* START Provided passage *

What is an Eigenquestion?
I learned about eigenquestions from this post by Coda.1
As a math nerd2, the concept immediately resonated with me.
Don’t worry! No math is required. In fact, the basic idea is simple. To quote the post:
The eigenquestion is the question where, if answered, it likely answers the subsequent questions as well.
Said another way - find the question that answers the most downstream questions, makes subsequent questions irrelevant, or constrains the answers for questions that remain.
A concrete example
Imagine you are starting a business. Congrats!
A key question every entrepreneur faces is “who are my customers?”
To start with a common framing - are you B2B? B2C? B2B2C?
You may not have thought about it before, but your answer to that seemingly simple question answers a lot more questions (even some you may not have thought of yet).

* END Provided passage *
* START Record list *

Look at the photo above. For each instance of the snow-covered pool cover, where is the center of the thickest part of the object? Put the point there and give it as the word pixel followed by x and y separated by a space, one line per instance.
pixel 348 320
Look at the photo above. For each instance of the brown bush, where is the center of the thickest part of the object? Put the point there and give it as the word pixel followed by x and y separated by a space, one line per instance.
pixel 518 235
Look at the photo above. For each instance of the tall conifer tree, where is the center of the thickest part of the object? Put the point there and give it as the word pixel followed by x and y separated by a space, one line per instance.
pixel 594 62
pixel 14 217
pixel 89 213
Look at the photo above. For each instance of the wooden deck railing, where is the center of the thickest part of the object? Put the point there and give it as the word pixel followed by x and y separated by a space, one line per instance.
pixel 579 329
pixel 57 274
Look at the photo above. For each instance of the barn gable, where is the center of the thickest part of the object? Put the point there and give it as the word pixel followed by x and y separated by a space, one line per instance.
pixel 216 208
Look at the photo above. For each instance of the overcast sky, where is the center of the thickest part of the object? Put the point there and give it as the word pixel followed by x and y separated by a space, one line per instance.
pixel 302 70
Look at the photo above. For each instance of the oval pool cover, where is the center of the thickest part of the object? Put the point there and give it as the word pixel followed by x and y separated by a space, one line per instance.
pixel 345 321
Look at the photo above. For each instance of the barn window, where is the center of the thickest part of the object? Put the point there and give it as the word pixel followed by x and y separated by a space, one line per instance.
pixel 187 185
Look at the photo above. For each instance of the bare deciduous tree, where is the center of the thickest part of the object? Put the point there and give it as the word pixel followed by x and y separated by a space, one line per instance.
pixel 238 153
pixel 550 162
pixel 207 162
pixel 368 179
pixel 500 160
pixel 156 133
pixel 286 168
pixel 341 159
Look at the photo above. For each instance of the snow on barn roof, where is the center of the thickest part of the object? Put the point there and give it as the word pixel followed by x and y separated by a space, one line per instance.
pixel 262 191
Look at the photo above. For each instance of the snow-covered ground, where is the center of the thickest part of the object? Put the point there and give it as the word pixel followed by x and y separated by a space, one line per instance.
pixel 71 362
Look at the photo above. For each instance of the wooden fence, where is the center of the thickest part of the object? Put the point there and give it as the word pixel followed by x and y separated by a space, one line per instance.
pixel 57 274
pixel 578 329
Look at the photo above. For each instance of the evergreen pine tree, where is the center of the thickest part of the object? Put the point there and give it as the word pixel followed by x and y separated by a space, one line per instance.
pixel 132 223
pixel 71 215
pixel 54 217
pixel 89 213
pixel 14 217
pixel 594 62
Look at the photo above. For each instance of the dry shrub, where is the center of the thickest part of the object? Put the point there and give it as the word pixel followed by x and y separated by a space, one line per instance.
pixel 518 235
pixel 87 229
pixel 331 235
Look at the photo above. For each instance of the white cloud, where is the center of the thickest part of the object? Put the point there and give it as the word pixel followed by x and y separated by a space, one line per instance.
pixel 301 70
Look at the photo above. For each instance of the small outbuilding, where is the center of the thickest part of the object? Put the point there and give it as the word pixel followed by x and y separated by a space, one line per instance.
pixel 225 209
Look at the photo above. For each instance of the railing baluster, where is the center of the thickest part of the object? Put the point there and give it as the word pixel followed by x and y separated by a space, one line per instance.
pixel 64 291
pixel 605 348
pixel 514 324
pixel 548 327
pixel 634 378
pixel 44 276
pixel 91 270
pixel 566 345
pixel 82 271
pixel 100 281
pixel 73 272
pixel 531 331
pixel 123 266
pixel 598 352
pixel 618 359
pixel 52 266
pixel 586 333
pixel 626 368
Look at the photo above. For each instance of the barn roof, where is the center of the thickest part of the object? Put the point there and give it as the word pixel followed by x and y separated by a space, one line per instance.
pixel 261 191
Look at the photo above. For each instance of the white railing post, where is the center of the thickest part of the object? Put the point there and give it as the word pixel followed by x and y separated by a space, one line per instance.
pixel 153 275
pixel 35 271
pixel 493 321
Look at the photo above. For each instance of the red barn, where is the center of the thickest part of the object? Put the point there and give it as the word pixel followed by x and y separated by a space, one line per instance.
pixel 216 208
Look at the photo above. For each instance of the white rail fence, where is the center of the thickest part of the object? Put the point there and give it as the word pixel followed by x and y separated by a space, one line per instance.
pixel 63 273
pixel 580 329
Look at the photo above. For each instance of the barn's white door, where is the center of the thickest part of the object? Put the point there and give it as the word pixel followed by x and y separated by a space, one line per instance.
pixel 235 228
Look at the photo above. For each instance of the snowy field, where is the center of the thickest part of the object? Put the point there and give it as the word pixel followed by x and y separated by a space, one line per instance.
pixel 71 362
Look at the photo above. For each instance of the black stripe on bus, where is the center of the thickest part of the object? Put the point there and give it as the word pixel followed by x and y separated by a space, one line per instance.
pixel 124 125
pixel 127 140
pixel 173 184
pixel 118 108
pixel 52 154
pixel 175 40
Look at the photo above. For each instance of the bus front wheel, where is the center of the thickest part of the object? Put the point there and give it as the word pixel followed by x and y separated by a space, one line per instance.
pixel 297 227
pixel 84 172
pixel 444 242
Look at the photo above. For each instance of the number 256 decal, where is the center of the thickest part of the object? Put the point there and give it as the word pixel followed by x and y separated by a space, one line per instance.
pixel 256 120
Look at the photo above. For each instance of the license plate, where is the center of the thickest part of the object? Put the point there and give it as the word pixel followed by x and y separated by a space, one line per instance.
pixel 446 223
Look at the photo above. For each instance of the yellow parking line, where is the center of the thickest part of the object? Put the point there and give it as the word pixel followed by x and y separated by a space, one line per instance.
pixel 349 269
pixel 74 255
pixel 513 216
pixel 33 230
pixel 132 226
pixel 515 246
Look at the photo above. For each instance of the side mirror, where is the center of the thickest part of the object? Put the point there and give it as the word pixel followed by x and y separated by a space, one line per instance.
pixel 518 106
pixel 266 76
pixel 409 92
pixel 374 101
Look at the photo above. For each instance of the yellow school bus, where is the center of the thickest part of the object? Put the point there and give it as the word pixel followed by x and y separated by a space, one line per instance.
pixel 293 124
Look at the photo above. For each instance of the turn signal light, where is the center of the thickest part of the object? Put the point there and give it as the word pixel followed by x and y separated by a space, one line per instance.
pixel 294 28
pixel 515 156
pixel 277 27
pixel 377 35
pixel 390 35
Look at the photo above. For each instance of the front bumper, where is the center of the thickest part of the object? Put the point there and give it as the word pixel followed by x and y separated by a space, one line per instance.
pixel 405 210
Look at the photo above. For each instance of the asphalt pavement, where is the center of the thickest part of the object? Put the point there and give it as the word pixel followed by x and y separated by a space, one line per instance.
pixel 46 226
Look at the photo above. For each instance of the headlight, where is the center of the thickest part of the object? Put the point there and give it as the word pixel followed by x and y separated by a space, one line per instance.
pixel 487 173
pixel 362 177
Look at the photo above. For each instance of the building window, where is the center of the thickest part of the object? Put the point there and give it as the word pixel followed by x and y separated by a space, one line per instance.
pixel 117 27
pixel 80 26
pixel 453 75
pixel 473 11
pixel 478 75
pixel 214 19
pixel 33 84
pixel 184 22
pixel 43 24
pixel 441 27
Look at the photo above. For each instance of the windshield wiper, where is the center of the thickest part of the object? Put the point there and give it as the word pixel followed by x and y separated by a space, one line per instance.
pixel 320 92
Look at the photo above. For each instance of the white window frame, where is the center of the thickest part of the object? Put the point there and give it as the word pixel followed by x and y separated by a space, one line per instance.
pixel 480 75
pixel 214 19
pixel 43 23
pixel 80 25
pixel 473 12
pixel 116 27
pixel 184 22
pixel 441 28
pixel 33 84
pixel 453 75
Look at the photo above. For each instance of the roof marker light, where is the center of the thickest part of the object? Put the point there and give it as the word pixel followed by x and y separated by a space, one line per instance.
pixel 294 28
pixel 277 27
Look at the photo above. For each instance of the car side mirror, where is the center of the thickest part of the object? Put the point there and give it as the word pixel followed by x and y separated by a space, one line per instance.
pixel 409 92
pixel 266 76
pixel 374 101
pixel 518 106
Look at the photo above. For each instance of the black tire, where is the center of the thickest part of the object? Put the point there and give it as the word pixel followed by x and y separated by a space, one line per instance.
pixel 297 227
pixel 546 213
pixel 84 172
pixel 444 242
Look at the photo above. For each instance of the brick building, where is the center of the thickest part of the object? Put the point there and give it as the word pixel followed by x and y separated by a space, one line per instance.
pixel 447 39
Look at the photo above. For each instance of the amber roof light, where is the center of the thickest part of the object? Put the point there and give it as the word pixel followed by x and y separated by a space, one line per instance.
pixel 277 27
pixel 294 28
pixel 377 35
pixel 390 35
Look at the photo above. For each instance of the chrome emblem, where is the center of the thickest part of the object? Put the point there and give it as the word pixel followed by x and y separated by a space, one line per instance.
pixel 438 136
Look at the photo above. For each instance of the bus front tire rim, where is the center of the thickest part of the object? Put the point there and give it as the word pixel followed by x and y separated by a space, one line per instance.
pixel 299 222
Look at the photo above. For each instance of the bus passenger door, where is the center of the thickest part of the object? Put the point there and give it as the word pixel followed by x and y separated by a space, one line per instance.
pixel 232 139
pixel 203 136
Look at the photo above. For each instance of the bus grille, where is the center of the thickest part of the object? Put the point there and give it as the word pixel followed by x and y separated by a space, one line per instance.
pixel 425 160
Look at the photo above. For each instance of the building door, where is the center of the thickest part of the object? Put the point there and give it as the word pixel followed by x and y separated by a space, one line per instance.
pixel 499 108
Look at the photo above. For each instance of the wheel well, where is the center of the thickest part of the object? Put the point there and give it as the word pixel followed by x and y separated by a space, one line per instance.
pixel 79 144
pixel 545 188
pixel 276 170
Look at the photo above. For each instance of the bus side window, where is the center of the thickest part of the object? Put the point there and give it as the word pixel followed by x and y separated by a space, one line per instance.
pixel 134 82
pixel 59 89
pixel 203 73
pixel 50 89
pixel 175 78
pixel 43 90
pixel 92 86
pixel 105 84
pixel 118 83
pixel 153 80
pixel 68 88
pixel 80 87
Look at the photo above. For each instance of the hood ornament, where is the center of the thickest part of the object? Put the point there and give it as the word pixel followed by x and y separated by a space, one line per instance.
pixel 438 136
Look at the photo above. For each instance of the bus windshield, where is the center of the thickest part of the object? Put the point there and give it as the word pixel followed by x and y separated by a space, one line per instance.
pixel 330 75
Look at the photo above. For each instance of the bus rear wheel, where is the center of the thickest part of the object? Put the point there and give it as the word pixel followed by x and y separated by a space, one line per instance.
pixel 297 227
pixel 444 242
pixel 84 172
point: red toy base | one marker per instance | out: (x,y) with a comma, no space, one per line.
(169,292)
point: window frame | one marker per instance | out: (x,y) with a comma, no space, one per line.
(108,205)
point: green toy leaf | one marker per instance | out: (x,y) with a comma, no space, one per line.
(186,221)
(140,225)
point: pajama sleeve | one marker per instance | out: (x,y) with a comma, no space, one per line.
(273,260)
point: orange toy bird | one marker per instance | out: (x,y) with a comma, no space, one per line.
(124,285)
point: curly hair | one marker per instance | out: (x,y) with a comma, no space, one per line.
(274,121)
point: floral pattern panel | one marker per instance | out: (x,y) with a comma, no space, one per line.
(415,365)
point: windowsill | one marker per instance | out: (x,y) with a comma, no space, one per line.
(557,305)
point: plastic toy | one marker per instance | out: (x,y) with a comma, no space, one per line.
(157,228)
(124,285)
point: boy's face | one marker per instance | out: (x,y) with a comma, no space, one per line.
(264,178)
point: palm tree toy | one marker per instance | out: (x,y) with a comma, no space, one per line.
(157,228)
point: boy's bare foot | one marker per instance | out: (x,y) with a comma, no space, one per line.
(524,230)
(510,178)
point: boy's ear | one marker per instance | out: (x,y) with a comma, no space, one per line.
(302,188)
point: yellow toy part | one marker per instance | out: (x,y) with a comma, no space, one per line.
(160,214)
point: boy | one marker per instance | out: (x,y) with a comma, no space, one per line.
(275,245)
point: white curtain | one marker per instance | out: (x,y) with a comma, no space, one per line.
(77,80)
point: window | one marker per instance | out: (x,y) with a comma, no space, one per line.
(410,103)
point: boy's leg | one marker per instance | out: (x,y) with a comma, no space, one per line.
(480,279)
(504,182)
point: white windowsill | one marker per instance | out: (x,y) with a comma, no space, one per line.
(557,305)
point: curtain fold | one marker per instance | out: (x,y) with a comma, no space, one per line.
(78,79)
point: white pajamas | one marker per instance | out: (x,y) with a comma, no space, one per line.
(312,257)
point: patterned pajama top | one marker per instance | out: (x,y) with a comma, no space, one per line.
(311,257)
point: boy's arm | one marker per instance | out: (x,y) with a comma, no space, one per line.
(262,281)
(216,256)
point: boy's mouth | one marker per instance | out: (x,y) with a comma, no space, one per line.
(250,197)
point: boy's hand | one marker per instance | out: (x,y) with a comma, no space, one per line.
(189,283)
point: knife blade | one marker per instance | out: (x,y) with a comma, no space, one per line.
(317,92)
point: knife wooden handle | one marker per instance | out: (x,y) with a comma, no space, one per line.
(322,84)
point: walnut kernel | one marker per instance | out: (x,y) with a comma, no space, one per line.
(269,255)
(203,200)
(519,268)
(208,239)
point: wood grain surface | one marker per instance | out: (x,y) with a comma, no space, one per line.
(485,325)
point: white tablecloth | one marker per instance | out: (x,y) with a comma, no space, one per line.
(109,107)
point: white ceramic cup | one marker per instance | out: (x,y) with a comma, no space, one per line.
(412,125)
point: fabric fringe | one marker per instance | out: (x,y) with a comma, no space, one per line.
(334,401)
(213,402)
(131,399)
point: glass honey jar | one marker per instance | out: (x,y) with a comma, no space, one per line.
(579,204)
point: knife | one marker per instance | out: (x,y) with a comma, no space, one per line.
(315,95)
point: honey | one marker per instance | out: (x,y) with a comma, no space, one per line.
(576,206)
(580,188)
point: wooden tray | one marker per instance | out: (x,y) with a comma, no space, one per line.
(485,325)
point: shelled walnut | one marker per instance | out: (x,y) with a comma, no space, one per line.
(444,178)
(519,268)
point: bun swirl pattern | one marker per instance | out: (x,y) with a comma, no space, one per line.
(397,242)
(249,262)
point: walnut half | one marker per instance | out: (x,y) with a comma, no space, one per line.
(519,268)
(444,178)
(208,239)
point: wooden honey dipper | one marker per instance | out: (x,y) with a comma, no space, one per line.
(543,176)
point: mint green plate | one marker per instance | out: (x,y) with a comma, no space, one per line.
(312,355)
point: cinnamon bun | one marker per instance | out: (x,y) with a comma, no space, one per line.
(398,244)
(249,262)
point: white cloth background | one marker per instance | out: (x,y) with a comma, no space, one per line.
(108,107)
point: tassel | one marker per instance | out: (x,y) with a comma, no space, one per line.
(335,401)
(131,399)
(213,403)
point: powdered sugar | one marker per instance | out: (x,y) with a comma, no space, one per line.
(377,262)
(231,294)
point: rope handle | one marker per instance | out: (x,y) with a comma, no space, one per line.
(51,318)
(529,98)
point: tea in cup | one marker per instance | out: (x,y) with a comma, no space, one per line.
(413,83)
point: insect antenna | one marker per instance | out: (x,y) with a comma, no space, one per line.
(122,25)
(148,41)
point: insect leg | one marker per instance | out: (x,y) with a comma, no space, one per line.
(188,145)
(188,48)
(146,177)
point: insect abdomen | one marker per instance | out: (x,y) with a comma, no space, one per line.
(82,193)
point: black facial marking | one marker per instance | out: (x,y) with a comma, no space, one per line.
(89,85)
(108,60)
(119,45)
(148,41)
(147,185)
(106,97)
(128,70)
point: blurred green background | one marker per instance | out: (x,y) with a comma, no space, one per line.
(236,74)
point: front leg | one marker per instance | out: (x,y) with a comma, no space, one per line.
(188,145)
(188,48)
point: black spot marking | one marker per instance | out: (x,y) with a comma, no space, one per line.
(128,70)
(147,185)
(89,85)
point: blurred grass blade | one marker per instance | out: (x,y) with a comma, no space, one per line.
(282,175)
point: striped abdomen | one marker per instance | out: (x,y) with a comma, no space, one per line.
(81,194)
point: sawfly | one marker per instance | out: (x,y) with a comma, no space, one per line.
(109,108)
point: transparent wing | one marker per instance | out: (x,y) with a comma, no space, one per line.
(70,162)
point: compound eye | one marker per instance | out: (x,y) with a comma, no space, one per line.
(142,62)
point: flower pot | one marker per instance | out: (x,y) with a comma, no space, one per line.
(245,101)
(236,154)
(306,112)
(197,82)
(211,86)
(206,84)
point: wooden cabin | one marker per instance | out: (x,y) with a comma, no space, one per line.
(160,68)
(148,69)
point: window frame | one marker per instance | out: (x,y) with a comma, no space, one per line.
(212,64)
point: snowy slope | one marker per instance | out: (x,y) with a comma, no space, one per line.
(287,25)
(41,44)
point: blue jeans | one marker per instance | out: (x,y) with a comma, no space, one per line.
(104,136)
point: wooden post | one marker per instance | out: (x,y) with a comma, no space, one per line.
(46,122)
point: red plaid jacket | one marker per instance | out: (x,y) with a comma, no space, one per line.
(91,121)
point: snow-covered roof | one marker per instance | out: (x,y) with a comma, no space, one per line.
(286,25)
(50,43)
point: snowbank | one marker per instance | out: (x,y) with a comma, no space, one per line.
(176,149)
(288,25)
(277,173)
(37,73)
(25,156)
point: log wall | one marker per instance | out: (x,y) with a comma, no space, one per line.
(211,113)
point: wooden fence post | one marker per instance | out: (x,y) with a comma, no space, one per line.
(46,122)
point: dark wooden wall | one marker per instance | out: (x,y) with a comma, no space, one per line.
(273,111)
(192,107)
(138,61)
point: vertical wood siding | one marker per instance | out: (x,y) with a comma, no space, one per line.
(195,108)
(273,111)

* END Record list *

Do this:
Print the part of the passage on eigenquestions starting with "Said another way" and going on through "thought of yet).", word for word.

Solution to this exercise:
Said another way - find the question that answers the most downstream questions, makes subsequent questions irrelevant, or constrains the answers for questions that remain.
A concrete example
Imagine you are starting a business. Congrats!
A key question every entrepreneur faces is “who are my customers?”
To start with a common framing - are you B2B? B2C? B2B2C?
You may not have thought about it before, but your answer to that seemingly simple question answers a lot more questions (even some you may not have thought of yet).